* EXERCISE DETAILS *
Your answer should hold all lines of the entries that include the word "sweater".

* Region pointing data *
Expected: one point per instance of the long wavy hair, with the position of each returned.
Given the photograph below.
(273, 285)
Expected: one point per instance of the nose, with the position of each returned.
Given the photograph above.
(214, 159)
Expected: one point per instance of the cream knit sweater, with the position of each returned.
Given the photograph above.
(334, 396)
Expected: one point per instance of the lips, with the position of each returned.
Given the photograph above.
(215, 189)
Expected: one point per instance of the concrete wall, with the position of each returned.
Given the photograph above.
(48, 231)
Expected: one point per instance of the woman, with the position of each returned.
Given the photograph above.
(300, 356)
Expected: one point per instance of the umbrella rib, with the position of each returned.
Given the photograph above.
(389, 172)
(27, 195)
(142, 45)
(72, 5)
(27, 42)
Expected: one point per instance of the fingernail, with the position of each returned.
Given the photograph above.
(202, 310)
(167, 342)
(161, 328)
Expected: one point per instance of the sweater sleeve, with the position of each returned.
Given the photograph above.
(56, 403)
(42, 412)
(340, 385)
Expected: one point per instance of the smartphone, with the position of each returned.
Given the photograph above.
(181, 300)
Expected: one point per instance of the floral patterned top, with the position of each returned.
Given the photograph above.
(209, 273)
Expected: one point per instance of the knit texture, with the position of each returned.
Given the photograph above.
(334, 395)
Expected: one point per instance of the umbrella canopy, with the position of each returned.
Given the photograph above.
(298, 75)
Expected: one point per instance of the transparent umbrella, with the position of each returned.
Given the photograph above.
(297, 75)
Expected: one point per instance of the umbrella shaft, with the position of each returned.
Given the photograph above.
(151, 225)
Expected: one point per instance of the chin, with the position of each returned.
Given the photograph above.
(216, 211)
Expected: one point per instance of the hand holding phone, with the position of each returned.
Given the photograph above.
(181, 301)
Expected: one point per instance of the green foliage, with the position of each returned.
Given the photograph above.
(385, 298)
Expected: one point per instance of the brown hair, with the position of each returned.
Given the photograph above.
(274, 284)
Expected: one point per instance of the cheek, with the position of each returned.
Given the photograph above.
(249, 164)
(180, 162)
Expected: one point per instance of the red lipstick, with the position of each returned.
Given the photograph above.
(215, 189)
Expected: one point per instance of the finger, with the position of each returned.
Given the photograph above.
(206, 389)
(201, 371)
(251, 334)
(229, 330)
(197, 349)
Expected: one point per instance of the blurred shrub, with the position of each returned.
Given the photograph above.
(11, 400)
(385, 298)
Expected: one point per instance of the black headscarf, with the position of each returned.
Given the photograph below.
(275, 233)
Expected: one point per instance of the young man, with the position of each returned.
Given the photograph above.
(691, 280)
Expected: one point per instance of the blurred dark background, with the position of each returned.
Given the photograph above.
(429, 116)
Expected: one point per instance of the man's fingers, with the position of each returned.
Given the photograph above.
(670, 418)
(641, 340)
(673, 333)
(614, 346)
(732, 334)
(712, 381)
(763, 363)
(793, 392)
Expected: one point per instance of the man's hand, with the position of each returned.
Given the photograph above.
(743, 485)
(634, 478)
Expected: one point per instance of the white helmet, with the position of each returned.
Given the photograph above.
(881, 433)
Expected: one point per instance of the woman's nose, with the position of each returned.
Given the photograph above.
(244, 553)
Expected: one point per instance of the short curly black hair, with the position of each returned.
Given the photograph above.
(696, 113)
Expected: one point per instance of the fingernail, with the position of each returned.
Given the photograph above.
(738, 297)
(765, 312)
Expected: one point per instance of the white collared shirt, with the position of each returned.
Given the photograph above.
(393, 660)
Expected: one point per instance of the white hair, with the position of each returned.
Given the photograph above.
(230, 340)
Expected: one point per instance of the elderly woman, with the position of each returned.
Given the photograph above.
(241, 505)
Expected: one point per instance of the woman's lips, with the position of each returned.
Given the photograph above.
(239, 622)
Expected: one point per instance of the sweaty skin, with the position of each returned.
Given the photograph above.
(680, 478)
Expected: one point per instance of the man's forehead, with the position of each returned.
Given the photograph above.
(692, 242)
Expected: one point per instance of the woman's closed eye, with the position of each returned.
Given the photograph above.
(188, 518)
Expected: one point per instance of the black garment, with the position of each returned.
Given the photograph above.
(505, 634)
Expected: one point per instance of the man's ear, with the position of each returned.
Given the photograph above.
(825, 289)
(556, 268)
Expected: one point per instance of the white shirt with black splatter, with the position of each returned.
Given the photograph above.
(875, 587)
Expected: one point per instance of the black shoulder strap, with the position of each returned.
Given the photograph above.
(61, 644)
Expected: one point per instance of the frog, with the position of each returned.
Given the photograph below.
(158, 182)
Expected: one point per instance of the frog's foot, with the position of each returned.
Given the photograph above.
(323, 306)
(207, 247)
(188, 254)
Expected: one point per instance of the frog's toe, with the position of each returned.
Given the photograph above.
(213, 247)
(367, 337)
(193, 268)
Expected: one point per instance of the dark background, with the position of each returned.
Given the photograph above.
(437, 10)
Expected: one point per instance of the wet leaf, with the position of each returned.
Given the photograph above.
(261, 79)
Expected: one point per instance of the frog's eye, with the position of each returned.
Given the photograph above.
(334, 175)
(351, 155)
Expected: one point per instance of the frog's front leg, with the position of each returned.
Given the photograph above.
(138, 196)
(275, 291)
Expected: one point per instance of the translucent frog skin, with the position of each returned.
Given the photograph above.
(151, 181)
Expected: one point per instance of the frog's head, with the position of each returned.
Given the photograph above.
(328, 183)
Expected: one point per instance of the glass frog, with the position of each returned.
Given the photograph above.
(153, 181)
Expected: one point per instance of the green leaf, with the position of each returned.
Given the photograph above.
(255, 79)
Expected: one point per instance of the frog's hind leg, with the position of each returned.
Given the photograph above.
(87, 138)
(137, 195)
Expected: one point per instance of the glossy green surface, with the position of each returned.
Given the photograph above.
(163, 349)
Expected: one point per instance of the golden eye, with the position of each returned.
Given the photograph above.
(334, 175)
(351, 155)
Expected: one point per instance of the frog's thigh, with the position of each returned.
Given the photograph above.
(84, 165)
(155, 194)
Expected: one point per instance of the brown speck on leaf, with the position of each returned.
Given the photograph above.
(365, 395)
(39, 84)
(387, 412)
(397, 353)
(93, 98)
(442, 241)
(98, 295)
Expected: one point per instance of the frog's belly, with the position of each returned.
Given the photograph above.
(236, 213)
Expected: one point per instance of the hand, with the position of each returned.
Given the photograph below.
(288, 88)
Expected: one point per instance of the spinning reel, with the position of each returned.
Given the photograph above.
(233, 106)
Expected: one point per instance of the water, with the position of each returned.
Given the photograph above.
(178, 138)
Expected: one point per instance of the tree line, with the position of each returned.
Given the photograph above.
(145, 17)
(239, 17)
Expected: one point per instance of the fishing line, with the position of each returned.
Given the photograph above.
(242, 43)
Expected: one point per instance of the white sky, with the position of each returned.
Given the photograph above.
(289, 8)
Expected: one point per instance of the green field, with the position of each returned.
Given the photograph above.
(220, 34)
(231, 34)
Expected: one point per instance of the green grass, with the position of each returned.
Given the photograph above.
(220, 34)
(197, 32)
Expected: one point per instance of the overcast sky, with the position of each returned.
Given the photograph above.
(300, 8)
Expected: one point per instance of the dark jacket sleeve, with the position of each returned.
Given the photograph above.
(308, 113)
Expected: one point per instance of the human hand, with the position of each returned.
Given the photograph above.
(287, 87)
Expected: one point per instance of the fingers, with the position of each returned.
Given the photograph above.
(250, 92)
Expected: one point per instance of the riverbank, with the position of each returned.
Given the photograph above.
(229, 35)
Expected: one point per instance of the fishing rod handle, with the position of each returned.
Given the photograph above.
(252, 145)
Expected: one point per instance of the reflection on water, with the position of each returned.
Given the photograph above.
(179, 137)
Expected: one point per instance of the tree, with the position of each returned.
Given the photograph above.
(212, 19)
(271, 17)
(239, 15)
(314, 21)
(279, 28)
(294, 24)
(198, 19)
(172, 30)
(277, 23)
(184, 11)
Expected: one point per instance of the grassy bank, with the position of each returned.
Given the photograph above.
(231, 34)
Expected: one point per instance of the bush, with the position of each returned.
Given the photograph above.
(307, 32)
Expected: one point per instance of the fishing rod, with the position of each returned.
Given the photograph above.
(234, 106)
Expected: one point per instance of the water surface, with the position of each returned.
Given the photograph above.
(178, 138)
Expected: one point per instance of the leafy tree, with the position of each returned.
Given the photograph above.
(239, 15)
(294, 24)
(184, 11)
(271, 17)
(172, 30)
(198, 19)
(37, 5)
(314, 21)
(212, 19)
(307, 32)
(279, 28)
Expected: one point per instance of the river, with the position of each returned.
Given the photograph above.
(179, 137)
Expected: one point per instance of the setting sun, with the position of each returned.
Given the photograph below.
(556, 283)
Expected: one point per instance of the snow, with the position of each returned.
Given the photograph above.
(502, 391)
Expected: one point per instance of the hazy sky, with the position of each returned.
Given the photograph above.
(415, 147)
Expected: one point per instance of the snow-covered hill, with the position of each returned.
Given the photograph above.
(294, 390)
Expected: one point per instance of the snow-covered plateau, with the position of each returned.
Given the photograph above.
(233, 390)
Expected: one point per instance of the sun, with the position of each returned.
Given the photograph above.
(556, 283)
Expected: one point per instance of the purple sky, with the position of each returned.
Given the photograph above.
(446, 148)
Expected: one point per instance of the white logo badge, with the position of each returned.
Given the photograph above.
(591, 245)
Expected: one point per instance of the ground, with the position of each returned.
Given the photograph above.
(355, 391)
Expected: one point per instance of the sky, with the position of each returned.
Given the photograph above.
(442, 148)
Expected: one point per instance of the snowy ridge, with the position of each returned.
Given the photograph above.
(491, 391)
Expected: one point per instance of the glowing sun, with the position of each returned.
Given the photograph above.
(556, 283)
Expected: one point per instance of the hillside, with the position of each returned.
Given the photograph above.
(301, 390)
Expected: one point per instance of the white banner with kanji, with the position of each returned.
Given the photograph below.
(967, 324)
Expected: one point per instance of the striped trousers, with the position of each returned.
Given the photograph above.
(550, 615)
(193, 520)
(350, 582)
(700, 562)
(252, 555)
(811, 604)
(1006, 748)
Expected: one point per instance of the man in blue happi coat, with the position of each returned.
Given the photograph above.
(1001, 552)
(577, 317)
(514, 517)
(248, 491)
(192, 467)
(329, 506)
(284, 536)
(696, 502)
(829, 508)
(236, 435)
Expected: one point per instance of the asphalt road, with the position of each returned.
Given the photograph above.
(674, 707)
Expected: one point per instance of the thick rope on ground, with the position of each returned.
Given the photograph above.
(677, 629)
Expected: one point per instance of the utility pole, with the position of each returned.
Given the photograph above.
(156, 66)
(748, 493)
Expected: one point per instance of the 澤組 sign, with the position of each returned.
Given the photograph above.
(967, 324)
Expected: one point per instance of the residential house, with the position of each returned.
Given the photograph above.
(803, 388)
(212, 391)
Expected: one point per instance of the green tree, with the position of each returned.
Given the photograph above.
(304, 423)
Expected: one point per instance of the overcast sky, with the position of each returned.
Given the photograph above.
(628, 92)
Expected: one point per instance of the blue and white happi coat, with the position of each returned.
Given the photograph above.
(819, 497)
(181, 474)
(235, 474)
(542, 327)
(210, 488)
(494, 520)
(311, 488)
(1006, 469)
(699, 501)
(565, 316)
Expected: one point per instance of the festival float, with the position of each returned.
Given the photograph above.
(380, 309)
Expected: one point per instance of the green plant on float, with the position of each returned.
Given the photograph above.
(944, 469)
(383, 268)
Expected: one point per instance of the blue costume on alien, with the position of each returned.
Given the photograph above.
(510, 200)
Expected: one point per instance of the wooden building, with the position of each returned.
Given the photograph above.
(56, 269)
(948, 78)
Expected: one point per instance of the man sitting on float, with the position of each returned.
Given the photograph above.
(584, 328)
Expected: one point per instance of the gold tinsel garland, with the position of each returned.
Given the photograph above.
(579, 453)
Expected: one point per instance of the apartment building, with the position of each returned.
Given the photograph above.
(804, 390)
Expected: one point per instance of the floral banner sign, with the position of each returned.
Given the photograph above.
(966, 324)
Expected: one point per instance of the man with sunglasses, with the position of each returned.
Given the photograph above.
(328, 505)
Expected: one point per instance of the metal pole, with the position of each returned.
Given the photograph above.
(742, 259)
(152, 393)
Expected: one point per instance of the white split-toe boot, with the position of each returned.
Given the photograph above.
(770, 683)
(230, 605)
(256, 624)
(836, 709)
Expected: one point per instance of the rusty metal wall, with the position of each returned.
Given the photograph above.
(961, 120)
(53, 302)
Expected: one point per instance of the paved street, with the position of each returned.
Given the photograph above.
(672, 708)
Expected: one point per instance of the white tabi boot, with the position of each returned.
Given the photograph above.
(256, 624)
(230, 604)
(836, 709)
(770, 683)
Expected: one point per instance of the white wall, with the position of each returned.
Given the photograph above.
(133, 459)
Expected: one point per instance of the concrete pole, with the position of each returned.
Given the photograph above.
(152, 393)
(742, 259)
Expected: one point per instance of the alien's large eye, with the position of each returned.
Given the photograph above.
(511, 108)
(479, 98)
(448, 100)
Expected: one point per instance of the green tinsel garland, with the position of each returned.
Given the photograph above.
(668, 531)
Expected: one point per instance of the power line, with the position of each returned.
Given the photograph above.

* YOUR RESPONSE *
Expected: one point per instance of the cream knit sweater, with the position of each returned.
Expected: one point per instance of the sweater sleeve, with the position of each returned.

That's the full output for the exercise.